— The request —
Print every line of the material below word for word, and leave the pictures out.

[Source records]
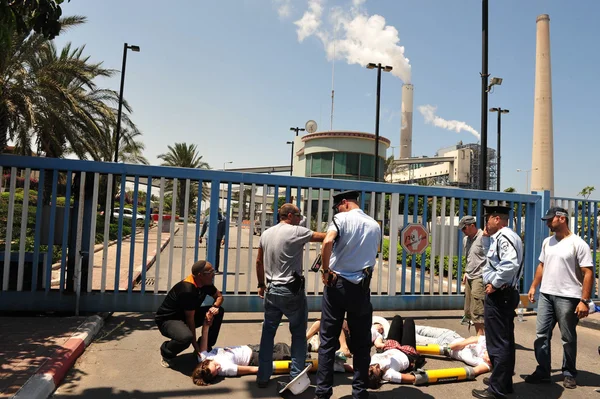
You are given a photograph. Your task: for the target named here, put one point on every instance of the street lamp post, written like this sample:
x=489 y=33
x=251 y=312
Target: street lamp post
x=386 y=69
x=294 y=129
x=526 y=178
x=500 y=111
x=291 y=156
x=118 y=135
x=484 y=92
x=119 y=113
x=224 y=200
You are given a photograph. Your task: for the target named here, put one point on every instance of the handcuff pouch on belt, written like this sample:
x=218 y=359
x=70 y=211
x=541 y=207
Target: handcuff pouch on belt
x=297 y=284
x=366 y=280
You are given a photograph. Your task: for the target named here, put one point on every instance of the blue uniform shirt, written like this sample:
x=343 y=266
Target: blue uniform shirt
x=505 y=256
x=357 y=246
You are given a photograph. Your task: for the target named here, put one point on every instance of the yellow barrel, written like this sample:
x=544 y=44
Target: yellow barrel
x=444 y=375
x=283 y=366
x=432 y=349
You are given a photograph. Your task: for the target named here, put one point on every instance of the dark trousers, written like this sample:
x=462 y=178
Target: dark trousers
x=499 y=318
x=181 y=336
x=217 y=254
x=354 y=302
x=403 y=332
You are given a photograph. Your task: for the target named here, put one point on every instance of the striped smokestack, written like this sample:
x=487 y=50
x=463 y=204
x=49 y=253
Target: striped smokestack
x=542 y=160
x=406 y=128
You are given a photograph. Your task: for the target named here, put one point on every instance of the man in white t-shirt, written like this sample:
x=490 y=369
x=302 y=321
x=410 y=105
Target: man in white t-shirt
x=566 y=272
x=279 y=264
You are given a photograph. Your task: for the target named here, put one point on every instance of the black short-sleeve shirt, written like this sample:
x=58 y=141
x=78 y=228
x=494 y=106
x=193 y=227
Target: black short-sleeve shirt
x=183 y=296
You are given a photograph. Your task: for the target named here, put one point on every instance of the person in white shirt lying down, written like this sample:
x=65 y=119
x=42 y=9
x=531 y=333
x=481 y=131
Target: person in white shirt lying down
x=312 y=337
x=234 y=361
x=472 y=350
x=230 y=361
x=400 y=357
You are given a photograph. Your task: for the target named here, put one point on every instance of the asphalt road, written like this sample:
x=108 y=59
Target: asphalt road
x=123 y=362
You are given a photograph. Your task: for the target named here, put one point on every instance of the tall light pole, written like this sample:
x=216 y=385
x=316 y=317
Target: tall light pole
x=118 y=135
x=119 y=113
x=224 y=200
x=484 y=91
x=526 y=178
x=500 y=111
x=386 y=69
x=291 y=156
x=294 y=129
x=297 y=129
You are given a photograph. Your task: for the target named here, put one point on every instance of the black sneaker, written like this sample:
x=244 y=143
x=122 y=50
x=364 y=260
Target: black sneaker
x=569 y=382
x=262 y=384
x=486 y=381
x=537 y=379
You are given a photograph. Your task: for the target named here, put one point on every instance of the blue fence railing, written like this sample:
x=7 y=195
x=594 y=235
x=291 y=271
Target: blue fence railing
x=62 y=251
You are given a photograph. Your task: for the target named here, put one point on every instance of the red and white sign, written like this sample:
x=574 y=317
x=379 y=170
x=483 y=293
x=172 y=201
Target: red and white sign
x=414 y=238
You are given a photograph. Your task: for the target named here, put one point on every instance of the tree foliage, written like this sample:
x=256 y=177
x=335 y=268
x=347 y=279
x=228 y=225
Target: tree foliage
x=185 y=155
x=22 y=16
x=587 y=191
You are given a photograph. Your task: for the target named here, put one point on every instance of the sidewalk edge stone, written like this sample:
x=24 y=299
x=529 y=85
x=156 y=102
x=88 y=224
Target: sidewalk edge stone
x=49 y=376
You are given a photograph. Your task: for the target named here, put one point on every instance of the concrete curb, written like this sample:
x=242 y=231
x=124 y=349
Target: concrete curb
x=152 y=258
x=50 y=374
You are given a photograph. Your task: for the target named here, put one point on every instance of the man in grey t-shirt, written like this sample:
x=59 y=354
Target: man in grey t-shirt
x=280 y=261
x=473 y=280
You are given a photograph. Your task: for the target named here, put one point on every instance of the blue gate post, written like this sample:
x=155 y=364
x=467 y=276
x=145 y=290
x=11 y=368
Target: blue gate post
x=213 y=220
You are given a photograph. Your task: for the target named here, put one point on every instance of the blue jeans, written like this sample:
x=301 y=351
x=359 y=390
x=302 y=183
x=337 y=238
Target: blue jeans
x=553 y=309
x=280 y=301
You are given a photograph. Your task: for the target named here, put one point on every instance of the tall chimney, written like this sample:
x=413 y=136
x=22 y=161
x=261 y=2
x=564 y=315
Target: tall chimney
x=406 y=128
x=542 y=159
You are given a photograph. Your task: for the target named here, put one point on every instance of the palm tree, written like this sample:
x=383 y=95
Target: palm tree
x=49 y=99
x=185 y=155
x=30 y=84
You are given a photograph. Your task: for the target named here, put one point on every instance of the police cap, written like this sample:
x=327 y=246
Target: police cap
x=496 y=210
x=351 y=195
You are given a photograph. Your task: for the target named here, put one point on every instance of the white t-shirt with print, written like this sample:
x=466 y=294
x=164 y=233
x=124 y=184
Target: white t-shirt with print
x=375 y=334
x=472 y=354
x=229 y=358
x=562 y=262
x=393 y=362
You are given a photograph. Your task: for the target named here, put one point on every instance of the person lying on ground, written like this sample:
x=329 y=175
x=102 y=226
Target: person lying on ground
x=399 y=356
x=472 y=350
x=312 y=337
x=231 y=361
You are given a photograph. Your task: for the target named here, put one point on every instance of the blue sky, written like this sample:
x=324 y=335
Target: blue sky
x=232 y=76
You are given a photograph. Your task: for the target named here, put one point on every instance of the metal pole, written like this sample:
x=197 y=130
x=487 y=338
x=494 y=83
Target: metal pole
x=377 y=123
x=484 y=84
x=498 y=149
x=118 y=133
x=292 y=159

— Full answer —
You are given a photograph. Your task: for the target named here, put one point on every instance of the street lamp post, written like this sample:
x=489 y=33
x=251 y=312
Target: street lamp post
x=386 y=69
x=294 y=129
x=526 y=178
x=500 y=111
x=291 y=156
x=118 y=135
x=484 y=92
x=119 y=113
x=224 y=200
You are given a photograph. Your task: for the target named here, put one point on every instance of the handcuff pouch on belt, written like this sample:
x=218 y=359
x=70 y=211
x=541 y=207
Target: handcuff pouch on belt
x=297 y=284
x=366 y=280
You are given a photograph. Your task: for the target named here, put one point on every instance of the blue uniform shirt, written like this sample:
x=343 y=266
Target: blue uniform shirt
x=505 y=256
x=357 y=246
You are given a photograph. Your task: for the target named here, put one point on every instance of the yellow barrel, written like this sample:
x=544 y=44
Target: yellow barrel
x=444 y=375
x=283 y=366
x=432 y=349
You are given a photograph. Your task: for the target named here, put one point on every instance of the dark trousers, written like this sample:
x=462 y=178
Target: dark trousers
x=499 y=318
x=181 y=336
x=217 y=254
x=354 y=302
x=403 y=332
You are given a photograph. Your task: for the target named here, put one point on every instance of the striped smokestack, written like this sample:
x=487 y=50
x=463 y=204
x=49 y=253
Target: striped smokestack
x=542 y=160
x=406 y=128
You are given a photograph. Your task: for the target named here, put one point on every instance of the man in white t-shirt, written like this sample:
x=490 y=369
x=302 y=321
x=410 y=105
Target: man in white t-shirt
x=566 y=272
x=279 y=264
You are given a photograph. Your task: for the target named here, put one point on every instance of the black short-sleeve shirt, written like this sample:
x=58 y=141
x=78 y=228
x=494 y=106
x=193 y=227
Target: black short-sleeve shirt
x=183 y=296
You are given a photograph. Your task: for the target named here, put one point on every instance of the person in white shirt lying down, written like this sample:
x=65 y=119
x=42 y=9
x=531 y=333
x=481 y=131
Target: person in white shirt lying down
x=312 y=337
x=234 y=361
x=472 y=350
x=230 y=361
x=400 y=357
You are given a photograph. Your task: for the target named here, put one point on every instance of the asphalt road, written like this sample:
x=108 y=59
Target: asphalt road
x=123 y=362
You are given a photograph. Your task: for the target named here, put one point on every instance of the tall light pole, written like this sample:
x=216 y=385
x=316 y=317
Target: tall light pole
x=118 y=135
x=119 y=113
x=224 y=200
x=484 y=91
x=526 y=178
x=500 y=111
x=386 y=69
x=291 y=156
x=294 y=129
x=297 y=129
You are given a photograph. Your task: for the target named here, put one point on every instance of the black sneaker, written like this sample:
x=244 y=143
x=122 y=50
x=364 y=260
Target: black sneaker
x=569 y=382
x=262 y=384
x=486 y=381
x=537 y=379
You are given a photograph. Your task: for the target named here, put one point on every instance of the blue fence railing, written like this sample:
x=7 y=195
x=594 y=235
x=291 y=271
Target: blue fence railing
x=62 y=251
You are given a photograph. Your task: for the target named here, put one point on every instance of the red and white sign, written like this sample:
x=574 y=317
x=379 y=170
x=483 y=293
x=172 y=201
Target: red and white sign
x=414 y=238
You are given a photograph. Your task: for the target named here, put one point on every instance of the tree foliage, written like this sample:
x=256 y=177
x=335 y=268
x=347 y=279
x=228 y=225
Target: tree foliage
x=185 y=155
x=22 y=16
x=587 y=191
You are given a photograph. Your task: for the target named here, put one point on every instance of the sidewalk edge stone, written like this sample:
x=24 y=299
x=529 y=85
x=156 y=102
x=88 y=224
Target: sidewalk edge stone
x=49 y=376
You are given a photograph. Your task: for the target named here, put one point on every instance of the concrete curb, written like this sample:
x=242 y=231
x=124 y=349
Target: concrete curb
x=152 y=258
x=50 y=374
You are given a photograph. Your task: for the target named here, put one point on every instance of the man in grey t-shirt, written like this sample:
x=59 y=354
Target: man in grey t-shirt
x=280 y=261
x=473 y=280
You are given a photograph. Your task: for the target named here, put one point on every instance of the blue gate post, written like this sample:
x=155 y=364
x=467 y=276
x=145 y=290
x=11 y=368
Target: blue gate post
x=213 y=220
You are given a photograph. Your task: for the target named here, put one point on every instance of the blue jeans, written like this sample:
x=301 y=351
x=359 y=390
x=302 y=183
x=337 y=238
Target: blue jeans
x=553 y=309
x=280 y=301
You are given a photograph. Your task: for the target named here, put one point on every instance of the tall chimney, written like this sample:
x=413 y=136
x=22 y=161
x=261 y=2
x=564 y=315
Target: tall chimney
x=406 y=128
x=542 y=159
You are given a photograph. Your task: for the target named here, put one point on every instance of the palm tree, written like this sample:
x=383 y=95
Target: palm tree
x=49 y=99
x=185 y=155
x=30 y=84
You are given a photograph. Your task: for the target named here, put one point on every instance of the police cap, written like this sample:
x=327 y=246
Target: police cap
x=496 y=210
x=351 y=195
You are given a photograph. Your task: for the target named here, put one point on every instance of the white t-shirt with print, written like this sample:
x=466 y=294
x=164 y=233
x=124 y=184
Target: white t-shirt with print
x=375 y=334
x=472 y=354
x=229 y=358
x=562 y=262
x=393 y=362
You are given a photograph. Your task: for the target named here, put one point on every instance of the person lying on ground, written like this sample:
x=329 y=175
x=102 y=226
Target: person lying on ground
x=399 y=356
x=472 y=350
x=312 y=337
x=231 y=361
You are given a photograph. Your task: for the target named here, put one point on every instance of the blue sky, written like this sample:
x=324 y=335
Target: blue sky
x=232 y=76
You are given a photograph. Your task: for the target named here, put one point on every instance of the metal pole, written like this sample:
x=197 y=130
x=487 y=338
x=494 y=83
Target: metal pole
x=377 y=123
x=484 y=84
x=498 y=149
x=118 y=133
x=292 y=159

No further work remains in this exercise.